__TRECHO DO DOCUMENTO__
....

Trata-se de Revisão Disciplinar - REVDIS proposta pelo Juiz de Direito Jamil Aguiar da Silva, em face de decisão proferida pelo Tribunal de Justiça do Estado do Maranhão – TJMA, que nos autos do Processo Administrativo Disciplinar nº 36.962/2011 concluiu pela aplicação da pena de “remoção compulsória”.

O referido procedimento disciplinar foi instaurado com a finalidade de investigar eventual omissão do magistrado na condução dos feitos de sua competência, enquanto Titular da 1ª Vara de Execução Penal da Comarca de São Luís/MA.

De acordo com a respectiva portaria acusatória, foram imputadas as seguintes condutas: “a) ausência de diligência do representado na condução de inúmeros pedidos de benefícios, caracterizando excesso de prazo; e b) afronta ao princípio da prudência exigido na condução dos processos judiciais, quando da questão de prorrogação da permanência do preso Jailton Sousa Ferreira em Presídio Federal”.

Em inicial apontamento, sustenta que a questão carcerária no Estado do Maranhão possui gravidade conhecida internacionalmente em razão do descaso do Poder Executivo na organização dos presídios, realidade que dificulta a atuação do Poder Judiciário no acompanhamento e execução da pena.

Como magistrado responsável pela execução penal dos internos do regime fechado e do semiaberto, o Requerente aduz que as dificuldades na tramitação dos feitos não decorreram apenas da atuação do Judiciário, mas de negligência da Secretaria de Estado de Administração Penitenciária. Cita, ainda, a existência de inúmeros problemas no sistema eletrônico VECNJ, adotado para o registro e acompanhamento da execução penal. Em acréscimo, sustenta: a má qualidade da virtualização dos processos; a falta de informações adequadas no processo original; o travamento do sistema ou queda da internet; a pouca qualidade do sistema virtual de acompanhamento, dentre outros apontamentos.

De acordo com o Requerente, “o atraso processual se dava pela deficiência do número de servidores, problemas e dificuldades no sistema de processos virtuais (VEPCNJ) por ser contraproducente, travar, digitalização falha, falta de informações, além de problemas estruturais e de falta de informações dos estabelecimentos penais – o que justificava o alegado excesso de prazo”.

Particularmente no tocante ao problema da permanência de presos em presídio federal, aduz que esse fato ocorreu, também, em razão da total negligência do Poder Executivo, pois considera que os prazos processuais escoaram sem qualquer comunicação formal para solicitação da prorrogação. Nesse contexto, argumenta que sempre atuou de forma diligente na tentativa de melhorar a gestão da 1ª Vara de Execuções Penais de São Luís/MA, a despeito da negligência do Poder Executivo. Reconhece, contudo, que sua atuação não foi suficiente para minimizar as mazelas enfrentadas no âmbito do sistema prisional do Estado do Maranhão, que padece com inúmeros problemas de gestão.

....

__DADOS APRESENTADOS__
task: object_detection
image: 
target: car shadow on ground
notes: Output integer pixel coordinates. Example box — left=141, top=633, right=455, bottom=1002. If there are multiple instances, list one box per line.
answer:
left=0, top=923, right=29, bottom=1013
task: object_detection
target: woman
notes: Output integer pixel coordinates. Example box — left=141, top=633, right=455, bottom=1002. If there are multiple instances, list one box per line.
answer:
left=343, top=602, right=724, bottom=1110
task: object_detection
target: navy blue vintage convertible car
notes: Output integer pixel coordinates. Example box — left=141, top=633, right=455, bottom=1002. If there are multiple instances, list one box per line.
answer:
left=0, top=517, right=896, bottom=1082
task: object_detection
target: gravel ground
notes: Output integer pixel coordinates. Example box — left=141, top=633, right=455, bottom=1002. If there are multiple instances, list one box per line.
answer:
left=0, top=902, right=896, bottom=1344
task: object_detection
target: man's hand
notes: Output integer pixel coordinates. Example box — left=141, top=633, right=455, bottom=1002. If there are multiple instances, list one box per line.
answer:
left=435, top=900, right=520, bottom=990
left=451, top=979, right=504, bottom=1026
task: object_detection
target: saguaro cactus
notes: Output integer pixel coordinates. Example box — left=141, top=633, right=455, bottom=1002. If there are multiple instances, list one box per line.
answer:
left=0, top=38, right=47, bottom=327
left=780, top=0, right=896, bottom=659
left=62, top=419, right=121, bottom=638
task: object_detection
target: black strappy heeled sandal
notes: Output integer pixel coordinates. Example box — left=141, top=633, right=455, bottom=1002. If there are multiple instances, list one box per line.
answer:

....

__TAREFAS PROPOSTAS__
**a)** Responda, com base no trecho sobre a revisão disciplinar:
(i) Qual pena o TJMA decidiu aplicar no Processo Administrativo Disciplinar nº 36.962/2011?
(ii) De que vara o magistrado era titular?
(iii) Que secretaria o Requerente aponta como negligente?
**b)** Como ficaria, em forma de lista e com seus fatos principais, o parágrafo do trecho sobre a revisão disciplinar que começa com "Como magistrado responsável pela execução penal"?
**c)** Dê sequência ao trecho sobre a revisão disciplinar a partir do ponto em que ele para.

__RESPOSTAS DOS EXERCÍCIOS__
**a)**
(i) A pena de "remoção compulsória".
(ii) Da 1ª Vara de Execução Penal da Comarca de São Luís/MA.
(iii) A Secretaria de Estado de Administração Penitenciária.

**b)**
- O Requerente era o magistrado responsável pela execução penal dos internos do regime fechado e do semiaberto.
- Segundo ele, as dificuldades na tramitação dos feitos não decorreram apenas da atuação do Judiciário, mas também da negligência da Secretaria de Estado de Administração Penitenciária.
- Ele cita inúmeros problemas no sistema eletrônico VECNJ, adotado para registrar e acompanhar a execução penal.
- Aponta ainda a má qualidade da virtualização dos processos e a falta de informações adequadas no processo original.
- Menciona também o travamento do sistema ou a queda da internet, a pouca qualidade do sistema virtual de acompanhamento e outros problemas.

**c)**
Nesse sentido, reitera os seguintes argumentos, já apresentados e analisados pelo Tribunal de origem: a) a virtualização dos processos é deficiente e contraproducente; b) a 1ª Vara de Execução Penal, que tem jurisdição sobre presos do regime fechado e semiaberto, recebe um número elevado de trabalho e complexidade; e, c) a 1ª Vara de Execução Penal não possui servidores suficientes para a quantidade de trabalho, notadamente em comparação com a 2ª Vara de Execução Penal da capital, dentre outros.

A despeito da sua atuação à frente da 1ª Vara de Execuções Penais da Capital, o Requerente sustenta que a sanção administrativa disciplinar aplicada pelo TJMA, remoção compulsória, é contrária a evidência dos autos, pois considera que a imputada morosidade na tramitação dos processos de sua competência restou devidamente justificada. No entender do Requerente, a evidência probatória dos autos é contrária à conclusão do acórdão e, por isso, não havia como se julgar pela aplicação de penalidade por suposta morosidade processual.

Pelos fatos e fundamentos que apresenta, requer que o presente pedido de Revisão Disciplinar seja conhecido e julgado procedente, a fim de absolver o Requerente das imputações que lhe foram feitas nos autos do PAD nº 36.9622/2011.

A Associação dos Magistrados Brasileiros (AMB) solicitou sua admissão nos autos, sob qualidade de terceira interessada (Id nº 1651878). O pedido foi deferido pela então Conselheira Gisela Gondin Ramos (Id nº 1709651).

Em continuação, o Tribunal de Justiça do Estado do Maranhão apresentou manifestação de defesa por meio do Ofício nº 217/2015 (Id nº 1654013 e seguintes).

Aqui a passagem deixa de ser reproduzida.